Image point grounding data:
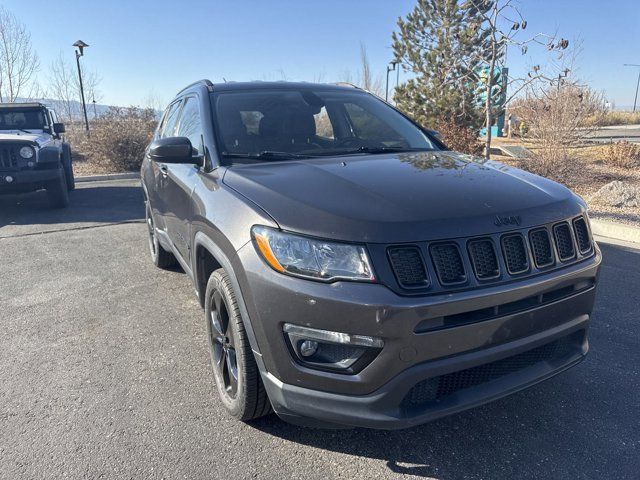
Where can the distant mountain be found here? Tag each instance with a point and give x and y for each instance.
(76, 107)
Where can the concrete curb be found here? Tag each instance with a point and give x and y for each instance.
(111, 176)
(617, 231)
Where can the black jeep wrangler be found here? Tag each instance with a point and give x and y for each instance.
(33, 153)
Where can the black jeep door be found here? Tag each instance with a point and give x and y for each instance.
(181, 181)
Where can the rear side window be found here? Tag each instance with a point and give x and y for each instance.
(191, 124)
(170, 120)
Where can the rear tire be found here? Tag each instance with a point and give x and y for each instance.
(160, 257)
(58, 193)
(235, 371)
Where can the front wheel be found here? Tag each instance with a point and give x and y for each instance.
(234, 368)
(58, 193)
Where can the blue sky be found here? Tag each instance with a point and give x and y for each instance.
(144, 47)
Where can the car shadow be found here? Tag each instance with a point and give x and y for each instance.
(579, 424)
(90, 203)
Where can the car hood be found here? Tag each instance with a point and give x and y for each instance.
(402, 197)
(37, 137)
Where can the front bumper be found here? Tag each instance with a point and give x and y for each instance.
(382, 394)
(23, 181)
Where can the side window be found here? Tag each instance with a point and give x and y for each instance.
(251, 121)
(367, 126)
(191, 124)
(170, 120)
(323, 124)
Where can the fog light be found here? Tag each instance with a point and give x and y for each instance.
(327, 350)
(308, 348)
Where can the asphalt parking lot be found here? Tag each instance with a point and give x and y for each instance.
(104, 374)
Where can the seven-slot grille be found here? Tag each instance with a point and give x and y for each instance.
(484, 258)
(491, 258)
(564, 241)
(582, 235)
(515, 253)
(541, 247)
(408, 266)
(448, 262)
(8, 158)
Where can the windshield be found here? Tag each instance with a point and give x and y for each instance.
(32, 119)
(266, 125)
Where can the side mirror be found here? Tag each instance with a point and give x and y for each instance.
(173, 150)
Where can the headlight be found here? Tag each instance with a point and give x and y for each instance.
(310, 257)
(26, 152)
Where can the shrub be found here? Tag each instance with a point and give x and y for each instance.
(622, 154)
(614, 117)
(458, 137)
(118, 139)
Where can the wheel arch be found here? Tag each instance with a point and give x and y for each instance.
(208, 258)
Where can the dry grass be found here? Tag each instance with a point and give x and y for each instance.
(615, 118)
(585, 171)
(117, 142)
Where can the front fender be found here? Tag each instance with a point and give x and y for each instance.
(203, 241)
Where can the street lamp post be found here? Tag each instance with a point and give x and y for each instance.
(635, 100)
(79, 53)
(386, 89)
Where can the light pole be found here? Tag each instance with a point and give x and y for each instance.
(635, 100)
(386, 88)
(79, 53)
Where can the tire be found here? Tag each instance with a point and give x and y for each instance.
(160, 257)
(68, 166)
(242, 392)
(58, 192)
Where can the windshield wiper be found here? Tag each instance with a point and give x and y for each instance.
(365, 149)
(266, 155)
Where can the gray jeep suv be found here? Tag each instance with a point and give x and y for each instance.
(352, 270)
(33, 153)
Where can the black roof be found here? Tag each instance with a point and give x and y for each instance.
(260, 85)
(23, 105)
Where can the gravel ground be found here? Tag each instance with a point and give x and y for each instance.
(105, 375)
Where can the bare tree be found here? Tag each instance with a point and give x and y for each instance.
(503, 21)
(364, 78)
(62, 87)
(367, 80)
(18, 61)
(558, 116)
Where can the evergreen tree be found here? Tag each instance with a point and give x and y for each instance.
(442, 43)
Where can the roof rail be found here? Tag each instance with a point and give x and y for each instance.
(204, 82)
(346, 84)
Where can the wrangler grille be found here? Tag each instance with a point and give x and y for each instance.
(8, 158)
(484, 259)
(564, 242)
(515, 253)
(408, 266)
(448, 263)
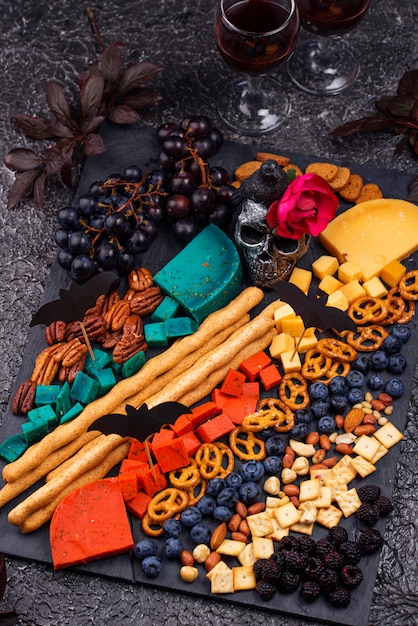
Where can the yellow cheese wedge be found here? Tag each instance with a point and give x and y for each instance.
(373, 233)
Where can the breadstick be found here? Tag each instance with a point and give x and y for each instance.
(156, 366)
(13, 489)
(39, 517)
(205, 388)
(50, 490)
(219, 356)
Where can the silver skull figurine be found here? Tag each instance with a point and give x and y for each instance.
(269, 257)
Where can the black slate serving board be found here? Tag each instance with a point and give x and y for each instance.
(125, 146)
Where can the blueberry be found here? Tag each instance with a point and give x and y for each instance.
(249, 492)
(379, 360)
(326, 425)
(272, 464)
(299, 432)
(172, 527)
(227, 497)
(319, 408)
(391, 344)
(151, 566)
(375, 382)
(303, 416)
(338, 385)
(252, 471)
(401, 331)
(355, 378)
(214, 486)
(172, 548)
(234, 480)
(318, 391)
(397, 363)
(190, 516)
(144, 548)
(275, 445)
(201, 533)
(206, 505)
(222, 514)
(395, 387)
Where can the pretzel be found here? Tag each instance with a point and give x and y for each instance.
(167, 503)
(408, 285)
(186, 477)
(245, 445)
(336, 349)
(277, 416)
(367, 310)
(367, 339)
(293, 391)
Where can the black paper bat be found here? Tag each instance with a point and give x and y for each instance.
(313, 310)
(142, 422)
(74, 302)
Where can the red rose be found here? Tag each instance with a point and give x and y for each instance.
(306, 207)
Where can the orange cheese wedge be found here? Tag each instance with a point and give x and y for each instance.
(372, 234)
(90, 523)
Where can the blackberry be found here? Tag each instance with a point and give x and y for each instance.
(350, 551)
(384, 505)
(368, 513)
(351, 576)
(370, 540)
(265, 589)
(289, 581)
(368, 493)
(337, 535)
(310, 591)
(340, 597)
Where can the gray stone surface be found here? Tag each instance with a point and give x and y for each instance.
(45, 40)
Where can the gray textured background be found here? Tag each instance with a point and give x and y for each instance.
(46, 40)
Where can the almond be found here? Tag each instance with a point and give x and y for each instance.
(353, 419)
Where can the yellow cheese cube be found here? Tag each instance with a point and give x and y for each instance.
(325, 265)
(301, 278)
(375, 288)
(329, 284)
(293, 326)
(348, 271)
(281, 343)
(392, 273)
(338, 300)
(352, 291)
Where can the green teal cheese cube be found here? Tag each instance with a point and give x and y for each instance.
(46, 394)
(73, 412)
(155, 335)
(63, 402)
(134, 364)
(12, 448)
(166, 309)
(101, 360)
(84, 388)
(180, 327)
(205, 276)
(106, 379)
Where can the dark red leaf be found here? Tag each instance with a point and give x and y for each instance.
(34, 127)
(111, 63)
(23, 160)
(91, 92)
(93, 144)
(138, 74)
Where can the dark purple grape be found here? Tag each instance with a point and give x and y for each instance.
(178, 206)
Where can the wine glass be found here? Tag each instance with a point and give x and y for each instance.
(325, 64)
(255, 37)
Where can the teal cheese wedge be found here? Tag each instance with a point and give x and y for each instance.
(205, 276)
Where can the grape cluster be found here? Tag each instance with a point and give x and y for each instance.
(120, 216)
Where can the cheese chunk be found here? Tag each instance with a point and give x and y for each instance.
(372, 234)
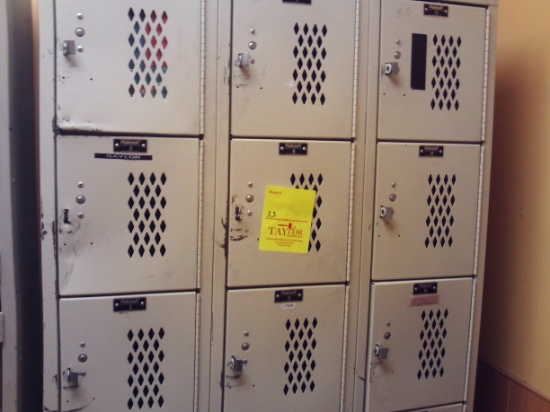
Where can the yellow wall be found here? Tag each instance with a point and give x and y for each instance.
(515, 332)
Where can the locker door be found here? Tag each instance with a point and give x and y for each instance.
(293, 65)
(428, 198)
(433, 86)
(451, 408)
(257, 164)
(127, 220)
(284, 355)
(114, 358)
(420, 330)
(129, 66)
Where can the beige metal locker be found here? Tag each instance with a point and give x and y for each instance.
(321, 166)
(433, 71)
(293, 68)
(128, 214)
(284, 349)
(129, 66)
(426, 204)
(124, 353)
(418, 343)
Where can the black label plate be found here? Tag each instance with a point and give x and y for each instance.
(437, 10)
(130, 145)
(427, 288)
(430, 151)
(298, 149)
(129, 304)
(289, 295)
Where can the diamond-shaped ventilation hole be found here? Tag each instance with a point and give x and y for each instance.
(146, 226)
(310, 41)
(146, 378)
(440, 219)
(432, 337)
(151, 49)
(445, 63)
(311, 181)
(300, 349)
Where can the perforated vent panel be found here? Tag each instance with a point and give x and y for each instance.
(439, 86)
(311, 182)
(146, 378)
(146, 203)
(300, 348)
(446, 63)
(440, 217)
(148, 45)
(293, 350)
(432, 338)
(135, 360)
(310, 54)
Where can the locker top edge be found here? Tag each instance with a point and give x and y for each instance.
(467, 2)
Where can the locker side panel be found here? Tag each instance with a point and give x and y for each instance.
(296, 73)
(127, 221)
(132, 67)
(257, 164)
(129, 360)
(425, 332)
(436, 92)
(428, 196)
(293, 350)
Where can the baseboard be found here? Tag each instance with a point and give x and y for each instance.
(498, 391)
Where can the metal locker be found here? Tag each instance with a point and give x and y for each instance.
(419, 333)
(129, 66)
(450, 408)
(322, 166)
(128, 353)
(293, 68)
(284, 349)
(426, 210)
(128, 218)
(432, 79)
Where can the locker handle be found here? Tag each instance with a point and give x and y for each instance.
(73, 378)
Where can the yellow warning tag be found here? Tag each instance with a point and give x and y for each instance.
(286, 222)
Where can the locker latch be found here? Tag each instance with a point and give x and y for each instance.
(73, 378)
(386, 213)
(243, 59)
(391, 69)
(381, 352)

**EXERCISE REQUIREMENTS**
Starting at the line that contains "Where can the yellow warning", reproduce each line through the end of the records exactly, both ends included.

**WRITTEN ANSWER**
Where can the yellow warning tag be found here? Tag each instance with a point and give x and y for each instance.
(286, 222)
Where can the locker latch be found here? Tag each instance with a point and give x and y for each instance.
(73, 378)
(386, 213)
(243, 59)
(391, 69)
(381, 352)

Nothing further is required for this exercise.